» **Exercise brief**
Copy the lines below word for word, leaving out the pictures.

Source lines:

■ ■ ■ ■ ■ ■ ■

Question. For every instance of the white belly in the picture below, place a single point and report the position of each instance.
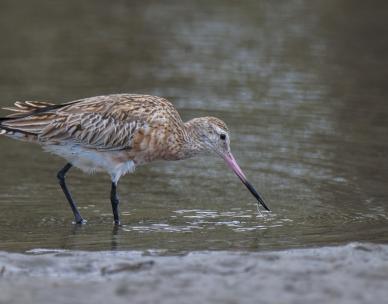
(90, 160)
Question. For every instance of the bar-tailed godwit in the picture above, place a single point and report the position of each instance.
(116, 133)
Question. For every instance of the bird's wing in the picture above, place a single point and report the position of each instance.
(103, 122)
(92, 130)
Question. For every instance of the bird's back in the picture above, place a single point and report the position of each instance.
(110, 122)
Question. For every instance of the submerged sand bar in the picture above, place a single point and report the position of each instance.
(354, 273)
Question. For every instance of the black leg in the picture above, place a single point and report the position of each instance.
(61, 177)
(115, 203)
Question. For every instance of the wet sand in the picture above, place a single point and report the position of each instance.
(353, 273)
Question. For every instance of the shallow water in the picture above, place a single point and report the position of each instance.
(301, 85)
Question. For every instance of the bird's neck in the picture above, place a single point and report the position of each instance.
(193, 140)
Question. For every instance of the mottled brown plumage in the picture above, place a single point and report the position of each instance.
(116, 133)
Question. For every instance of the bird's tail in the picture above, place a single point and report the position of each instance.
(22, 124)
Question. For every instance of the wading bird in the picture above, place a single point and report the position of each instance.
(116, 133)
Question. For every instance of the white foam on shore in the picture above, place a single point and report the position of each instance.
(353, 273)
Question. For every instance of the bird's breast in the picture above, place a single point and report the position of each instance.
(158, 143)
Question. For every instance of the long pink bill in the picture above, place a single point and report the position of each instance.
(232, 163)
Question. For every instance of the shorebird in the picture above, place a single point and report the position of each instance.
(115, 134)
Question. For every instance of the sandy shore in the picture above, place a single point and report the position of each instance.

■ ■ ■ ■ ■ ■ ■

» **Problem solution**
Question. For every instance of the white belly in the picture below, place a single point and report the position of each instance.
(90, 160)
Question. For every instance of the bar-tailed godwit in the picture above, place a single point and report the position of each instance.
(116, 133)
Question. For every instance of the bird's wing in the picture above, place a single point and report the position of each instance.
(103, 122)
(92, 130)
Question. For every instance of the bird's back in the picture above, place a single point and report the position of each instance.
(110, 122)
Question. For every instance of the submerged sand bar in the picture above, place a single point and report the position of each instance.
(354, 273)
Question. For every instance of the black leg in the picture above, place a single point and report the position of each instance.
(61, 177)
(115, 203)
Question. For every instance of the wet sand in the picture above, place a single point and report the position of each instance.
(353, 273)
Question. For every instance of the shallow water in the picture above, place a single point and report the position of each instance.
(301, 85)
Question. For every instance of the bird's neck in the picture above, place a single point and report the position of each instance.
(193, 140)
Question. For every instance of the mottled brown plumage in the picture above, place a single point and report the position of each instance.
(116, 133)
Question. For every instance of the bird's tail in the picture above, place a single point and report the position of each instance.
(22, 124)
Question. For every instance of the wading bird in the picture above, place a single point and report the position of each instance.
(116, 133)
Question. For every instance of the white foam on shore in the picture above, place a single point and report the position of each instance.
(353, 273)
Question. For every instance of the bird's breast in the picture above, place a single point and report the position of each instance.
(158, 143)
Question. For every instance of the long pink bill in the picture above, place a single point and report the position of each instance.
(232, 163)
Question. For every instance of the shorebird in the picture above, place a single point and report the position of each instance.
(115, 134)
Question. For every instance of the sandy shore in the picture above, place a single point and report the position of each instance.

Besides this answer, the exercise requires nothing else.